#### JOB:
Begin at the line of the listing that contains "Give the innermost point of each instance of the man wearing" and stop after the listing's final line, copying each line in between, requests included. In the answers, multiply every pixel coordinate by 0.25 and round it to a whole number, with halves rounded up.
───── DATASET EXTRACT ─────
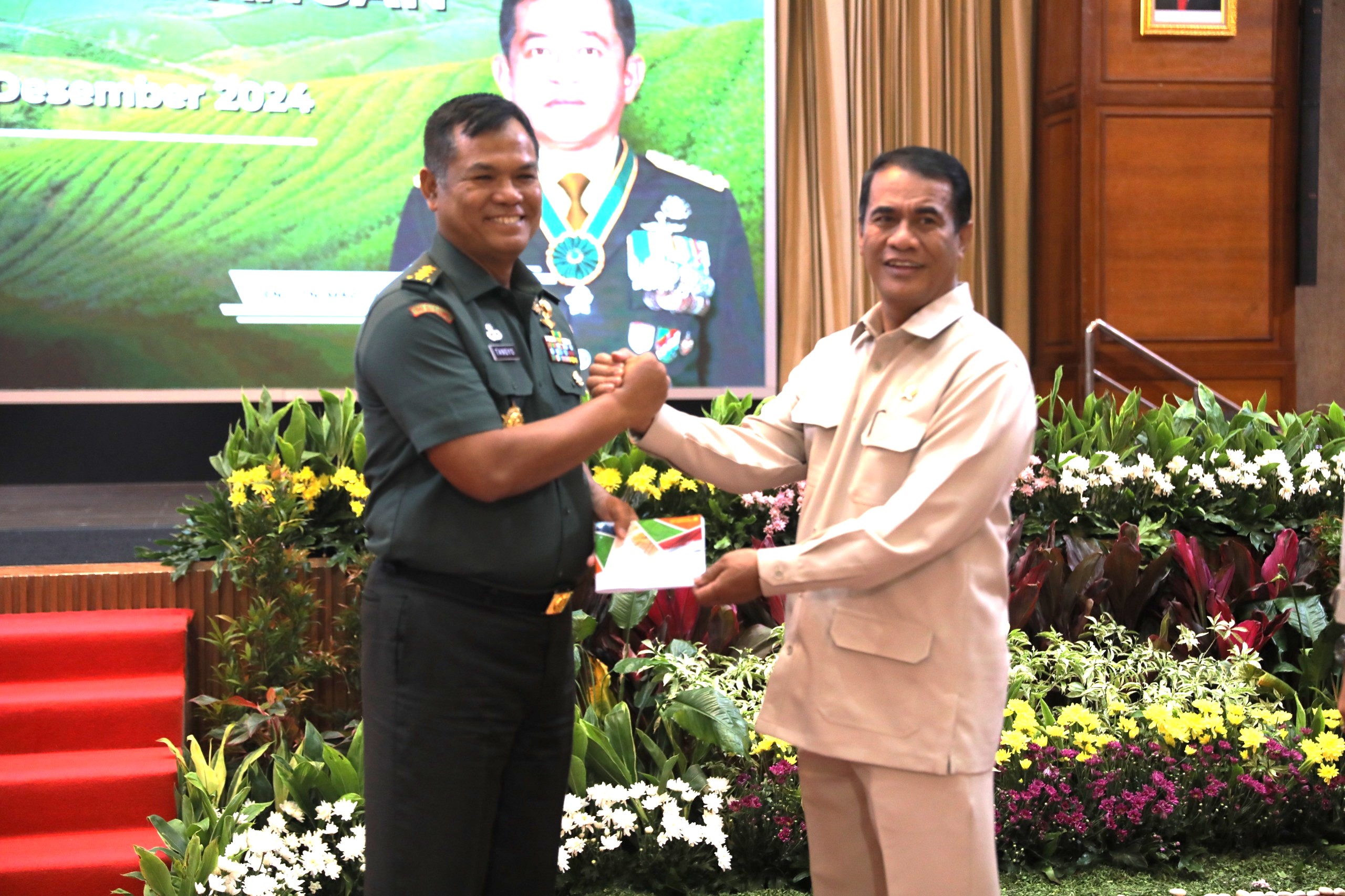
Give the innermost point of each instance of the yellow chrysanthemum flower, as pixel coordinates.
(608, 478)
(1331, 746)
(767, 744)
(1078, 715)
(642, 481)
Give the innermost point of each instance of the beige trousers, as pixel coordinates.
(884, 832)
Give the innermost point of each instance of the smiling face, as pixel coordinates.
(489, 202)
(568, 70)
(909, 243)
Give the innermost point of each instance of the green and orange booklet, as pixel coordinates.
(656, 554)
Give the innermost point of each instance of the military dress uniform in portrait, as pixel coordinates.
(654, 260)
(446, 353)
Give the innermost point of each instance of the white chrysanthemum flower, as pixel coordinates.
(351, 847)
(260, 885)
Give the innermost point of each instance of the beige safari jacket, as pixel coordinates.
(895, 627)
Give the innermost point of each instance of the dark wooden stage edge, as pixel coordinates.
(33, 590)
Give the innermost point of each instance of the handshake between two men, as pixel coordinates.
(731, 580)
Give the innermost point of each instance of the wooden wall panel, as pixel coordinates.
(1164, 175)
(1058, 260)
(29, 590)
(1248, 58)
(1187, 225)
(1059, 46)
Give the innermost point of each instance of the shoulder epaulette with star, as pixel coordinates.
(421, 279)
(686, 170)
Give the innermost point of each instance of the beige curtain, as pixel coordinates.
(858, 77)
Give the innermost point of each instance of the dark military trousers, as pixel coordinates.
(469, 715)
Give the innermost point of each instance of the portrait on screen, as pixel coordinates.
(1189, 18)
(209, 194)
(647, 251)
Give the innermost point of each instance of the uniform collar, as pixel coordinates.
(926, 324)
(471, 279)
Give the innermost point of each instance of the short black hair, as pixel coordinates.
(931, 164)
(622, 14)
(478, 113)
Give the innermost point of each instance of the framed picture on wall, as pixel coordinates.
(1189, 18)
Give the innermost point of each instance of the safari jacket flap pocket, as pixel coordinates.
(894, 431)
(817, 411)
(509, 380)
(904, 641)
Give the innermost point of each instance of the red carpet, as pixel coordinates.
(84, 699)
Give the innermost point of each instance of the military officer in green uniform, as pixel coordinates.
(482, 520)
(647, 252)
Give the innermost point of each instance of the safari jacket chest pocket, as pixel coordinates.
(887, 447)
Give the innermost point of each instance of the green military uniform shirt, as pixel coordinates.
(444, 353)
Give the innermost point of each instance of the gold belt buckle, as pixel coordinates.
(558, 602)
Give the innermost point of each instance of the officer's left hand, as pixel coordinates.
(732, 580)
(616, 512)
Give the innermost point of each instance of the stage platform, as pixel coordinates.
(88, 524)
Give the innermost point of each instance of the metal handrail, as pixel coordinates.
(1093, 374)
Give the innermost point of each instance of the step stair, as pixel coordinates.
(84, 700)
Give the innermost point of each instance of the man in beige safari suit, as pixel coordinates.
(909, 428)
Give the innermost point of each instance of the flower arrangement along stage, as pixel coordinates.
(1172, 665)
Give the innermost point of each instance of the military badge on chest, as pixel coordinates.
(560, 349)
(671, 269)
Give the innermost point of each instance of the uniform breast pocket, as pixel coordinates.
(888, 446)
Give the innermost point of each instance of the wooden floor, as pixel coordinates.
(96, 506)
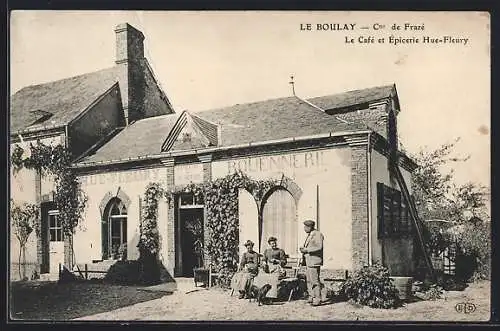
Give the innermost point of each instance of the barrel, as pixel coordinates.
(403, 285)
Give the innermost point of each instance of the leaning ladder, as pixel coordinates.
(414, 216)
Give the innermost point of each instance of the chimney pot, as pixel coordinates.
(129, 44)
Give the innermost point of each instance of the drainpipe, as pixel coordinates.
(369, 170)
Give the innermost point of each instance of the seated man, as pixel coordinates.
(247, 270)
(274, 258)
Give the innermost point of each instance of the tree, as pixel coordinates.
(25, 219)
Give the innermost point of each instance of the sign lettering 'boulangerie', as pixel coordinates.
(278, 162)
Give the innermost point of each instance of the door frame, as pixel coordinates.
(178, 223)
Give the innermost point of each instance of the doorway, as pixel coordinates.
(190, 235)
(52, 236)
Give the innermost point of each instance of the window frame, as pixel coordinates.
(394, 218)
(57, 227)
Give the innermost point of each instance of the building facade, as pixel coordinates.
(329, 156)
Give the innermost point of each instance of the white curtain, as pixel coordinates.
(279, 220)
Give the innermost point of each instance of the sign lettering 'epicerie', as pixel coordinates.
(277, 162)
(124, 177)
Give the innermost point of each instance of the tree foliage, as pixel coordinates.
(439, 197)
(436, 194)
(371, 286)
(55, 161)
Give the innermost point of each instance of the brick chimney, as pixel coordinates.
(130, 61)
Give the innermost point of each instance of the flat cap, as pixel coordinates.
(271, 239)
(309, 223)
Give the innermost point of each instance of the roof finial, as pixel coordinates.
(293, 84)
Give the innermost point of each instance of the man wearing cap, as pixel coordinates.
(313, 255)
(247, 270)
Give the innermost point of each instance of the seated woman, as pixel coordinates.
(247, 270)
(274, 259)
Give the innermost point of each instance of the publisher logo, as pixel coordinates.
(465, 308)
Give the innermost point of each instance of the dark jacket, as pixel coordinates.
(249, 259)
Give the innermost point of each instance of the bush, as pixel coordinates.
(371, 286)
(433, 293)
(475, 243)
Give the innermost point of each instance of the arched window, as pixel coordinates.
(279, 219)
(393, 133)
(114, 229)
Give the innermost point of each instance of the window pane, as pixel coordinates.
(115, 210)
(124, 231)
─────
#### RESULT OF THE TASK:
Give the innermost point of each instance of the man wearing cap, as pixel coordinates.
(78, 64)
(62, 68)
Give the innermost point of each instance of the seated woman, as pixel coordinates.
(62, 68)
(69, 65)
Give the innermost point of each instance of the publisher logo, as pixel coordinates.
(116, 77)
Give the innermost point of each instance of the dark jacket, as pixel coordinates.
(62, 65)
Give the innermost point of each instance of the bush, as pixel coordinates.
(93, 72)
(108, 73)
(119, 61)
Give the innermost point of each instance of the arched window, as pixel coordinates.
(70, 55)
(98, 33)
(29, 57)
Give the innermost point of each instance of the window pane, as pixel coordinates.
(29, 53)
(31, 58)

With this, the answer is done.